● **Consigne à suivre**:
Selon le texte à lire, qui est à la tête des « Amis de Kent » ?

● **Texte à lire**:
::::::::::

Il y aura encore les "Amis de Kent", association privée spécialisée dans la recherche des enfants disparus, avec à leur tête
l’incroyable figure de Karen Collucci; un groupement lui aussi empreint d’équivoque qui se livrera à un ahurissant show à l’américaine/coup de pub avant d’entreprendre ses recherches, mais hyper
organisé -quasi paramilitaire-, compétent, efficace; mais aussi capable d’user de méthodes tenant de la torture psychologique et qui pourtant aboutiront à la vérité.
Il y aura également les organisations militantes de la cause noire avec à leur tête des pasteurs qui viendront haranguer les
habitants d’Armstrong, mettant en lumière le racisme à l’origine de la situation de la cité ("que personne n’avouait appeler Darktown"), mais prêts à tout pour faire entendre leurs
revendications, défenseurs d’une cause juste utilisant et canalisant la colère des habitants de la cité pour leurs propres fins, quelles qu’en puissent être les conséquences. Ainsi, à propos de
la marche de protestation qu’ils veulent organiser:
"-Pourquoi il faut absolument que ce soit ce soir? demanda Council (…)
-(...) Parce que ce sera pire ce soir qu'hier. Vous savez bien que cette fois la police ne restera pas l'arme au pied. En plus,
il y aura toutes ces caméras, tous ces reporters. Il faut battre le fer pendant qu'il est chaud.
- Pendant qu'il est chaud, marmonna Council qui commençait à avoir les boules. Et si quelqu'un est blessé? Un
jeune...
- Il sera blessé devant les caméras."
Enfin, il y aura les habitants de Armstrong eux-mêmes, pauvres et sans cesse sous pression qui se retrouveront parqués dans leur
propre cité mais qui, à la fois victimes et coupables, n’ont rien de purs innocents (tous savent ainsi qui a assassiné, un an auparavant, un couple de vieillards pourtant apprécié dans Armstrong,
mais tous se taisent). Leur révolte, leur colère sera brouillonne, désespérée, impuissante, leur frustration les amenant à mettre le feu à un stock de réfrigérateurs pourtant destiné à leurs
propres familles.
Chaque groupe tire de son côté, joue sa propre partition et tous, d’une manière ou d’une autre, utilisent le drame de Brenda; et peu
leur importe in fine la vérité!
Finalement, il y aura Freedomtown (voir le titre original du livre), le lieu de la révélation. Council mènera Brenda une
nuit dans ce parc d’attractions à l’abandon depuis des années où pourrissent des reconstitutions grandeur nature de l’histoire américaine et livrera à la jeune fille les espoirs déçus de sa
jeunesse dans cet endroit devenu un cimetière du rêve américain.

::::::::::

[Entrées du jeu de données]
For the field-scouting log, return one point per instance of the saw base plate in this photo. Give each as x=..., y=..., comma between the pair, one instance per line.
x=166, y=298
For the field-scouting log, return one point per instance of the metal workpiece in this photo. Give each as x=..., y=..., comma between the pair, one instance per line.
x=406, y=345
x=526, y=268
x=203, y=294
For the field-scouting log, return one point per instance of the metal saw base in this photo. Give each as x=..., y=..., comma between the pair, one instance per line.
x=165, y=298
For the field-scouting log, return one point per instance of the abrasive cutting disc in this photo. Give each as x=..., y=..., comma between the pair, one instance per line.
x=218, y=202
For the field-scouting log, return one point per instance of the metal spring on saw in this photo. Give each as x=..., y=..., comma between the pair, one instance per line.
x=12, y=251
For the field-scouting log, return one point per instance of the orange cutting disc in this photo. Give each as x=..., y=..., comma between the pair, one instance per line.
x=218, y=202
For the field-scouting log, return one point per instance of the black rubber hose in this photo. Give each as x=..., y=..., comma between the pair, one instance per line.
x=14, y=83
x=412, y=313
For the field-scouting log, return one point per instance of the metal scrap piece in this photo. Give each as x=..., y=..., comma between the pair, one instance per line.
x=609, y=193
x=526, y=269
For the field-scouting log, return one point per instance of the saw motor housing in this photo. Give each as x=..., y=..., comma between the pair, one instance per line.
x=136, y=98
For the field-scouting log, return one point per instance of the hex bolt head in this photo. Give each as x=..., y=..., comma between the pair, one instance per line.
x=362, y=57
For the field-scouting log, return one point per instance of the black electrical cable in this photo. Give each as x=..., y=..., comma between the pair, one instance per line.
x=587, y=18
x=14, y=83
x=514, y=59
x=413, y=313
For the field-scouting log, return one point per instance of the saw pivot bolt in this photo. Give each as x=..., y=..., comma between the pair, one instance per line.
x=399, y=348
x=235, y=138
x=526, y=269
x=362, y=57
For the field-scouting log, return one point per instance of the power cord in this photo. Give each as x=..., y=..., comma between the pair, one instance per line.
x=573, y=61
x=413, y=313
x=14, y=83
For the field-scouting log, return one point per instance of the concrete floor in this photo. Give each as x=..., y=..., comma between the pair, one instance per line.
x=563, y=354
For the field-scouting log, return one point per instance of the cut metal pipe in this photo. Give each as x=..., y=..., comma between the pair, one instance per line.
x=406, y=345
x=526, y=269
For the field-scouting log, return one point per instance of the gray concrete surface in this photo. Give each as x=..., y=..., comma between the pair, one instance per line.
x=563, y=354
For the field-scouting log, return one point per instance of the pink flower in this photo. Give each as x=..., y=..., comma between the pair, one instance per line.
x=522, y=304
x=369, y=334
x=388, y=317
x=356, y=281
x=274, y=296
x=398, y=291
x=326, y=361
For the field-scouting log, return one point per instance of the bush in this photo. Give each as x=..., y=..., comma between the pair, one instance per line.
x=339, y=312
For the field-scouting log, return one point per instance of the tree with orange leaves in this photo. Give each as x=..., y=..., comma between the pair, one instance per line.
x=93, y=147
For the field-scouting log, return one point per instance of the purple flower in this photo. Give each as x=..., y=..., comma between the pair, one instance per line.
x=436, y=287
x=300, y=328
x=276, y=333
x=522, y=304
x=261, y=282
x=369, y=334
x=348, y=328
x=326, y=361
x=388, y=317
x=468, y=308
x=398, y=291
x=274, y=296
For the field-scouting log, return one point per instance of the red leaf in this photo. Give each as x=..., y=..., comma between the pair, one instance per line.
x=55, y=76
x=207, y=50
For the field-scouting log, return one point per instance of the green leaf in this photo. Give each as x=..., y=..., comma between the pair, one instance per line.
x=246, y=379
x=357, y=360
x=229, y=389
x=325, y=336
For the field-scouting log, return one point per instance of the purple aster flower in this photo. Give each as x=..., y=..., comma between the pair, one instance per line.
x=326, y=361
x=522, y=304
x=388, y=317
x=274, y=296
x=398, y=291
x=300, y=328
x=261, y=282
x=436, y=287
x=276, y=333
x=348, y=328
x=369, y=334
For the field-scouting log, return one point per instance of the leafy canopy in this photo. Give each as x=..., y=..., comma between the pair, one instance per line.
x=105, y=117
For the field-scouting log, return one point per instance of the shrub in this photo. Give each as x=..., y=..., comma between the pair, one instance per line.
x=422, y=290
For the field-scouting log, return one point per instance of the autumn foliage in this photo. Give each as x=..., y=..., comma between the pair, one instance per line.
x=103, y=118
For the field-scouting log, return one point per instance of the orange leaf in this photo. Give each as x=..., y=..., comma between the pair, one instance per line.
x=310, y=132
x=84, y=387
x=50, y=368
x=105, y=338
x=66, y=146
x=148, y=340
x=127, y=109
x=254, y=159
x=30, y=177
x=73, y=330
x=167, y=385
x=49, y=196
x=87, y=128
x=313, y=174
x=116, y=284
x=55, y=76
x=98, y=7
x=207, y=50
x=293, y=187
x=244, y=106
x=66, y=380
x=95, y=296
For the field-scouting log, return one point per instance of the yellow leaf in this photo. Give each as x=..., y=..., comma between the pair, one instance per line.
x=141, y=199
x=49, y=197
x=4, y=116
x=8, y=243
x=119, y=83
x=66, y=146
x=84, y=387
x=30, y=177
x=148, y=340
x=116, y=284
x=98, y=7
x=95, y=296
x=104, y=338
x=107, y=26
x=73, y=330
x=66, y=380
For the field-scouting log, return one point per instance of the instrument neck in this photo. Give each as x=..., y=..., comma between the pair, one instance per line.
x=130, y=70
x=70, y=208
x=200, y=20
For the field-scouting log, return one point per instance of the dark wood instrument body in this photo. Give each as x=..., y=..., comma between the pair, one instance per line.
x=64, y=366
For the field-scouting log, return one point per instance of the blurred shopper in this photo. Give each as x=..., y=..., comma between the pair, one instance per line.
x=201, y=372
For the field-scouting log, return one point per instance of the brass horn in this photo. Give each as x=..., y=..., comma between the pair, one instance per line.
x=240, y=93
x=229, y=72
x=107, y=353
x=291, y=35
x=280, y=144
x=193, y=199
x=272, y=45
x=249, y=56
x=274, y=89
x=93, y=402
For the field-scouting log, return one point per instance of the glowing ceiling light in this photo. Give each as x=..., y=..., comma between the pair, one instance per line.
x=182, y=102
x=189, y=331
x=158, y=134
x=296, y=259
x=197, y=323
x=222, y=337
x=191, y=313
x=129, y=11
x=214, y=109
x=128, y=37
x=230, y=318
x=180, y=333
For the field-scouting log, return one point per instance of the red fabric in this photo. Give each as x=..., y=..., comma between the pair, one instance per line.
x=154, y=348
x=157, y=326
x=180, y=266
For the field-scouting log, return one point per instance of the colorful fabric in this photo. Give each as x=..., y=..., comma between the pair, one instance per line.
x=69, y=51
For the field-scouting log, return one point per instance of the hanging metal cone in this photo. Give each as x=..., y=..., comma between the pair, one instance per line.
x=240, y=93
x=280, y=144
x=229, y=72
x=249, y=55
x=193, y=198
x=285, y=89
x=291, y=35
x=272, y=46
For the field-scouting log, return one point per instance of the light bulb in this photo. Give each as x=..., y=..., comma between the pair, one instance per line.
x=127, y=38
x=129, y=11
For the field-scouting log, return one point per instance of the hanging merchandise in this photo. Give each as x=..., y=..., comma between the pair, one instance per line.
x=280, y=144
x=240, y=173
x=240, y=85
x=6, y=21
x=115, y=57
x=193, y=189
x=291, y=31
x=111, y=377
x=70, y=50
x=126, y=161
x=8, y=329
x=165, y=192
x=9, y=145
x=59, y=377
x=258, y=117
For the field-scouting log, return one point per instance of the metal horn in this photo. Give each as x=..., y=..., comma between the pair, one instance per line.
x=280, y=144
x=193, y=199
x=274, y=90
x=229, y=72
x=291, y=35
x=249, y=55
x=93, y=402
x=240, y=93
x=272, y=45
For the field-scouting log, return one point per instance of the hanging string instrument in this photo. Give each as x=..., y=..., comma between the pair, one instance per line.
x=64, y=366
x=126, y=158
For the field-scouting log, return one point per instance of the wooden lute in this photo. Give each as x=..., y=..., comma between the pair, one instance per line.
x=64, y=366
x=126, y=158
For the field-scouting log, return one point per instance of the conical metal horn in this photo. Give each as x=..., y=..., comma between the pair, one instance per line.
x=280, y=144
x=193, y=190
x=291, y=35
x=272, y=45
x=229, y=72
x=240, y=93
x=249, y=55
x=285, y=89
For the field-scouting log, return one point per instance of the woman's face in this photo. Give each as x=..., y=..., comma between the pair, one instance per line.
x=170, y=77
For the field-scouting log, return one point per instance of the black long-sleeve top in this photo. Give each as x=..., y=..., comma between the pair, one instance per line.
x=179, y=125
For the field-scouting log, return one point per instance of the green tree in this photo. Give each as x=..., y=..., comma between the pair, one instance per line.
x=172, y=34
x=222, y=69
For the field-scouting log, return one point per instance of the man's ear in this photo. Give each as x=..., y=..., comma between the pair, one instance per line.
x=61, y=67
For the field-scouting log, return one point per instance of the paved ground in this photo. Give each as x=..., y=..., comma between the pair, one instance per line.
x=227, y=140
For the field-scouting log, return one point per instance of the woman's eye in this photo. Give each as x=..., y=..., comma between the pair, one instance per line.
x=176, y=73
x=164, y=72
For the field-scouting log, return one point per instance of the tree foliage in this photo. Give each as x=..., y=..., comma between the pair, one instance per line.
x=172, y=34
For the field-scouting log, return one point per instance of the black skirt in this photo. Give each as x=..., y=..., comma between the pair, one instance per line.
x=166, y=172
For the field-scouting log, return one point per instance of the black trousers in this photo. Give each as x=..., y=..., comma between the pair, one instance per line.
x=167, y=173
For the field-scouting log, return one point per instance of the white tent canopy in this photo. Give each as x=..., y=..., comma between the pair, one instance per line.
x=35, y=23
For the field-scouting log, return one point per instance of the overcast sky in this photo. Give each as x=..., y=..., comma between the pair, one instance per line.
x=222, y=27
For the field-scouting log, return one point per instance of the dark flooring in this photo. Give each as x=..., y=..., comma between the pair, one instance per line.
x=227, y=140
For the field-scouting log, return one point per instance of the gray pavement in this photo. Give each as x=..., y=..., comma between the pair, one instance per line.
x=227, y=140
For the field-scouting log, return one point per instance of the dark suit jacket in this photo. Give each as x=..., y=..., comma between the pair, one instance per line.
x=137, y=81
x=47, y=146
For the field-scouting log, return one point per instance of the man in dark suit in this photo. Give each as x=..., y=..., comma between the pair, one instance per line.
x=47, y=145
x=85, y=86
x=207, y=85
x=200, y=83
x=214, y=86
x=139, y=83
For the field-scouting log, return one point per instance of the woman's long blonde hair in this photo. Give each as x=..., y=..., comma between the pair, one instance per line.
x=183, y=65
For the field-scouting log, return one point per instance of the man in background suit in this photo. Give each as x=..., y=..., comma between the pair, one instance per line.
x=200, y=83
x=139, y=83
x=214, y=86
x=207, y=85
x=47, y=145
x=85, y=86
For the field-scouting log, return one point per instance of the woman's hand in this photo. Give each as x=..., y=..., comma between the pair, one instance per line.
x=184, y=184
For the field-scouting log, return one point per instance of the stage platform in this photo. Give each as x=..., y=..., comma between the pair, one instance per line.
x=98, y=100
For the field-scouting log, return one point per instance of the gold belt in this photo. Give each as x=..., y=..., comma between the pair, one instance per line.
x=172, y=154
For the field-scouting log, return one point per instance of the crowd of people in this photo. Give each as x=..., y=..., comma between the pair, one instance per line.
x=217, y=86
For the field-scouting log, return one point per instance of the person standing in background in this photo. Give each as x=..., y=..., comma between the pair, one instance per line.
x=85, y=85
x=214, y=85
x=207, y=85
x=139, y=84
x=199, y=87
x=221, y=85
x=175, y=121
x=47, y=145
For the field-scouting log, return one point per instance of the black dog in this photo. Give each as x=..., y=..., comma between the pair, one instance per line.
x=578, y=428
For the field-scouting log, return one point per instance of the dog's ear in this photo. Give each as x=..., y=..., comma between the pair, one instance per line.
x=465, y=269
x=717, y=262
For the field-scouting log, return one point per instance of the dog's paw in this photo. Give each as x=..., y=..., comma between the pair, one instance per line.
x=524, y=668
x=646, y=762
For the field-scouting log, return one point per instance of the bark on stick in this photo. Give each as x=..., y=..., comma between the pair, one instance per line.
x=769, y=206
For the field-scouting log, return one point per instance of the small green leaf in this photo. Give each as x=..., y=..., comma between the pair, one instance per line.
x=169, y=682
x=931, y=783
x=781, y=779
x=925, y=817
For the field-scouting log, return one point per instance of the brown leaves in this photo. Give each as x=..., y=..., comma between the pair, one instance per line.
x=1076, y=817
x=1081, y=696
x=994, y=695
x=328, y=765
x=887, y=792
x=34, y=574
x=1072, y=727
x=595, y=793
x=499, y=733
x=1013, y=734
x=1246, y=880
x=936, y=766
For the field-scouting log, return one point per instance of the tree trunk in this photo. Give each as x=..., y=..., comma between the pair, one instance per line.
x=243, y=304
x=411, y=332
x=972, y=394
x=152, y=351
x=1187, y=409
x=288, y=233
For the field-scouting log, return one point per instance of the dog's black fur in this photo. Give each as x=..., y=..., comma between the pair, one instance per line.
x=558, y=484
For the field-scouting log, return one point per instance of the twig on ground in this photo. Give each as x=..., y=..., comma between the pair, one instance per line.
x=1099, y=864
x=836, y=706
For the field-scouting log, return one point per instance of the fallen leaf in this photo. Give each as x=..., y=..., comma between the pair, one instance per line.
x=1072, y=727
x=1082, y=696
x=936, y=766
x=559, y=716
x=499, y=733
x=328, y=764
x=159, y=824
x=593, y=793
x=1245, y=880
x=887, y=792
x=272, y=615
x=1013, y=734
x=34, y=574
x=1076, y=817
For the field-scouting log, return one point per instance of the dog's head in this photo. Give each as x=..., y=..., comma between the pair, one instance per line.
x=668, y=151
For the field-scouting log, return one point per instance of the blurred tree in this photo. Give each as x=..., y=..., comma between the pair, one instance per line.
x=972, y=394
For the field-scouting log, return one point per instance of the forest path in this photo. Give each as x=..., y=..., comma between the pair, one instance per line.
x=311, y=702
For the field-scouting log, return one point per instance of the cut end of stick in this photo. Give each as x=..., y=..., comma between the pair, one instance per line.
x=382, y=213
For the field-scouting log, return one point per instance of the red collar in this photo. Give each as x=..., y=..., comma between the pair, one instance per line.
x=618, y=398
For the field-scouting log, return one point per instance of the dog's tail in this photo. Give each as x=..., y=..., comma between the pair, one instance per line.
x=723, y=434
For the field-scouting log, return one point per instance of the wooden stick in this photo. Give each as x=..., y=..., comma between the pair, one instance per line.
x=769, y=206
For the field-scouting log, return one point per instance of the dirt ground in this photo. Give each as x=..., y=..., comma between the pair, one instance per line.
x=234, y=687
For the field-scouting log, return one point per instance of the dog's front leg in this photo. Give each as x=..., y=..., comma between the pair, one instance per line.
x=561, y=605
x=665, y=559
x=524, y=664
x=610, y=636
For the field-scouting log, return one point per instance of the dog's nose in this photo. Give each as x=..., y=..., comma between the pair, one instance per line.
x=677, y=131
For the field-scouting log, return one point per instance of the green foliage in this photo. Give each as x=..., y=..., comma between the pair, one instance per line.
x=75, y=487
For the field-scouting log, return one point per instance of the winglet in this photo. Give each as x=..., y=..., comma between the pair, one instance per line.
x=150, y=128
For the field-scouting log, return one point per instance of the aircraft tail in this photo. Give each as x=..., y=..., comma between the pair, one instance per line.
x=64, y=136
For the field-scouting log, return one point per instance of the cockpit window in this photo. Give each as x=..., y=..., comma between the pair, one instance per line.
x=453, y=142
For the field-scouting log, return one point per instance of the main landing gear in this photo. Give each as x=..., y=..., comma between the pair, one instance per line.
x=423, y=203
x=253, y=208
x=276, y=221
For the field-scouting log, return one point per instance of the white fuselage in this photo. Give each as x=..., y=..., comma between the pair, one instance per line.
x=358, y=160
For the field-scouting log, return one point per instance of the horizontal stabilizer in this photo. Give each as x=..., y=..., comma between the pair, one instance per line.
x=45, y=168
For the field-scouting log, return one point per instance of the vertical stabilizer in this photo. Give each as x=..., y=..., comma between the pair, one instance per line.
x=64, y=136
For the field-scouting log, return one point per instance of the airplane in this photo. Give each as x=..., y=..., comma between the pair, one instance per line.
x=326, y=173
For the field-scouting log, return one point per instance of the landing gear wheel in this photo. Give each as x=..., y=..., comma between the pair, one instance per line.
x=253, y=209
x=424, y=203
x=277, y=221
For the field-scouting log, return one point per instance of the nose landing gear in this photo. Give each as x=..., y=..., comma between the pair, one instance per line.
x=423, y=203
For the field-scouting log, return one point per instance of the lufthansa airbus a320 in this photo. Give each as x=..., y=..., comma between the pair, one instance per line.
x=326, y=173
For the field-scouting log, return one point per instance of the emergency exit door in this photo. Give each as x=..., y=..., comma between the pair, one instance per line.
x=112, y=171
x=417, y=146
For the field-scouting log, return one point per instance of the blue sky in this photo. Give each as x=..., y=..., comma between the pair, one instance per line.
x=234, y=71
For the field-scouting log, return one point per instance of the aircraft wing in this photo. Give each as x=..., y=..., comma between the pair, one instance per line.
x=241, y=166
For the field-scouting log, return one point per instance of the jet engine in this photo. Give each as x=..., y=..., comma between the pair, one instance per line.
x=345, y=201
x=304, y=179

::::::::::

● **Réponse rédigée**:
C'est Karen Collucci qui est à la tête des « Amis de Kent ».